Can you reproduce the whole passage below on Jeremiah's style and the Lamentations, word for word?

### Extract to read:
+++

V. The STYLE of Jeremiah, though not deficient in elegance or sublimity, is considered by Bishop Lowth as being inferior in both respects to Isaiah. Jerome, after some Jewish writers, has objected to the prophet a certain rusticity of expression, which however it is very difficult to trace. Though the sentiments of Jeremiah are not always the most elevated, nor his periods uniformly neat and compact; yet his style is in a high degree beautiful and tender, especially when he has occasion to excite the softer passions of grief and pity, which is frequently the case in the earlier parts of his prophecies. These are chiefly poetical. The middle of his book is almost entirely historical, and is written in a plain prosaic style, suitable to historical narrative. On many occasions he is very elegant and sublime, especially in xlvi. li. 1-59. which are wholly poetical, and in which the prophet approaches very near the sublimity of Isaiah.5

§ 2. ON THE LAMENTATIONS OF JEREMIAH.

I. Author, date, and argument of the book.-II. Synopsis of its contents.-III. Observations on its style and structure.

I. THAT Jeremiah was the author of the Elegies or Lamentations which bear his name is evident, not only from a very ancient and almost uninterrupted tradition, but also from the argument and style of the book, which correspond exactly with those of his prophecies.

+++

### Extracted entries:
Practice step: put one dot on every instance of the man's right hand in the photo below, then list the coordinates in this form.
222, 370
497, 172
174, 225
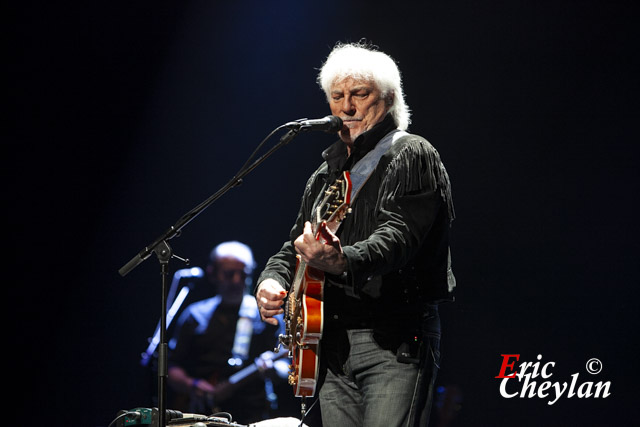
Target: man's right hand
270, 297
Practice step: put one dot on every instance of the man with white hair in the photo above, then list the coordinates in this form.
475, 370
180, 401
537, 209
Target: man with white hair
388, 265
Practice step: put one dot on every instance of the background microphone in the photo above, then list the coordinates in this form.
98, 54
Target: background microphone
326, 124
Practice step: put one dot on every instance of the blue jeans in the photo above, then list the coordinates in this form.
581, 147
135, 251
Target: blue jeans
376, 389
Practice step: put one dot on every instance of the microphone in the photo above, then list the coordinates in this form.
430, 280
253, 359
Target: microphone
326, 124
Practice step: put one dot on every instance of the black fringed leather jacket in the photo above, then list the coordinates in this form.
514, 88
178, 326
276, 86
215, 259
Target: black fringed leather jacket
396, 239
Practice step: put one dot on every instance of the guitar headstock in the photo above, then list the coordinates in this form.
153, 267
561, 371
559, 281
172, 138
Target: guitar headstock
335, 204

+++

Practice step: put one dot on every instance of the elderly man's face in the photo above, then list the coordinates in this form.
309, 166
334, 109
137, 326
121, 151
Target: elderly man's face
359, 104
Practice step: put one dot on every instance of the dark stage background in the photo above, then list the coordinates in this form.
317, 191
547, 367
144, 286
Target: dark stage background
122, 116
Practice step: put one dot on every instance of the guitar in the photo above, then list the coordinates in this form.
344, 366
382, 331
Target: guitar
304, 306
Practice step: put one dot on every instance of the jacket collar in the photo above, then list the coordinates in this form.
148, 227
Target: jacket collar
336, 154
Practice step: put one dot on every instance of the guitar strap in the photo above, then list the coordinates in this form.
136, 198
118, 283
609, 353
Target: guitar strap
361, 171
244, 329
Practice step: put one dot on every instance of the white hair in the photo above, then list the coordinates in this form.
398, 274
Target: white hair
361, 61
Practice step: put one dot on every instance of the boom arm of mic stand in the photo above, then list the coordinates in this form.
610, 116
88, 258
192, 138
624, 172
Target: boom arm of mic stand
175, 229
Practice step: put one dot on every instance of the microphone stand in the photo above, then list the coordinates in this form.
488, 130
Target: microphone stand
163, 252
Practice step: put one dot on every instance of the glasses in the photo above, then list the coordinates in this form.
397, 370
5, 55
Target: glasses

+++

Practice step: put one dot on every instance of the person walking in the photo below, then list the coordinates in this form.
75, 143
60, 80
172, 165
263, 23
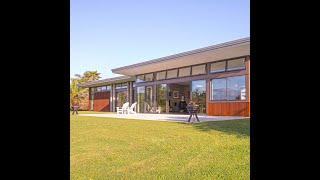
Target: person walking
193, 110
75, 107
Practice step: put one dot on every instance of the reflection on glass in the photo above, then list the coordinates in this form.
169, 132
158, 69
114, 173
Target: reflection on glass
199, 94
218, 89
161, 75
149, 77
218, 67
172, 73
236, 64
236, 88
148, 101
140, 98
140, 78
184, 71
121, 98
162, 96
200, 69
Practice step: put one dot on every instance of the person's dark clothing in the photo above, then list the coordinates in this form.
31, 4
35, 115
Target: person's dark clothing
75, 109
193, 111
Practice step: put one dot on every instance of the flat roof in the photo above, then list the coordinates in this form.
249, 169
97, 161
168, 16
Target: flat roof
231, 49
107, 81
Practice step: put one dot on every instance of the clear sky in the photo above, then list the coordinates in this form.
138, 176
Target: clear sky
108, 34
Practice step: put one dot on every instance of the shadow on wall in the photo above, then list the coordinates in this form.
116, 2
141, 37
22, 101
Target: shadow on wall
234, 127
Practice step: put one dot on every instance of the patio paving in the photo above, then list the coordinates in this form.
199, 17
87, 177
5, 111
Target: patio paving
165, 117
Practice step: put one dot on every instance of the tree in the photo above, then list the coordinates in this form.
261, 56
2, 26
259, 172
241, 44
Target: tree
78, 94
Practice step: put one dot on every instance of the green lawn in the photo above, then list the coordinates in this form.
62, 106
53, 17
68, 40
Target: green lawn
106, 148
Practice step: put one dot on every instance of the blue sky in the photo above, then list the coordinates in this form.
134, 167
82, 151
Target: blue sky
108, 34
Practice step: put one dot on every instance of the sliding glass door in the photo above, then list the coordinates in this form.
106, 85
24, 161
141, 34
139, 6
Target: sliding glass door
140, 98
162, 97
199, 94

+++

### Result below:
V. The STYLE of Jeremiah, though not deficient in elegance or sublimity, is considered by Bishop Lowth as being inferior in both respects to Isaiah. Jerome, after some Jewish writers, has objected to the prophet a certain rusticity of expression, which however it is very difficult to trace. Though the sentiments of Jeremiah are not always the most elevated, nor his periods uniformly neat and compact; yet his style is in a high degree beautiful and tender, especially when he has occasion to excite the softer passions of grief and pity, which is frequently the case in the earlier parts of his prophecies. These are chiefly poetical. The middle of his book is almost entirely historical, and is written in a plain prosaic style, suitable to historical narrative. On many occasions he is very elegant and sublime, especially in xlvi. li. 1-59. which are wholly poetical, and in which the prophet approaches very near the sublimity of Isaiah.5

§ 2. ON THE LAMENTATIONS OF JEREMIAH.

I. Author, date, and argument of the book.-II. Synopsis of its contents.-III. Observations on its style and structure.

I. THAT Jeremiah was the author of the Elegies or Lamentations which bear his name is evident, not only from a very ancient and almost uninterrupted tradition, but also from the argument and style of the book, which correspond exactly with those of his prophecies.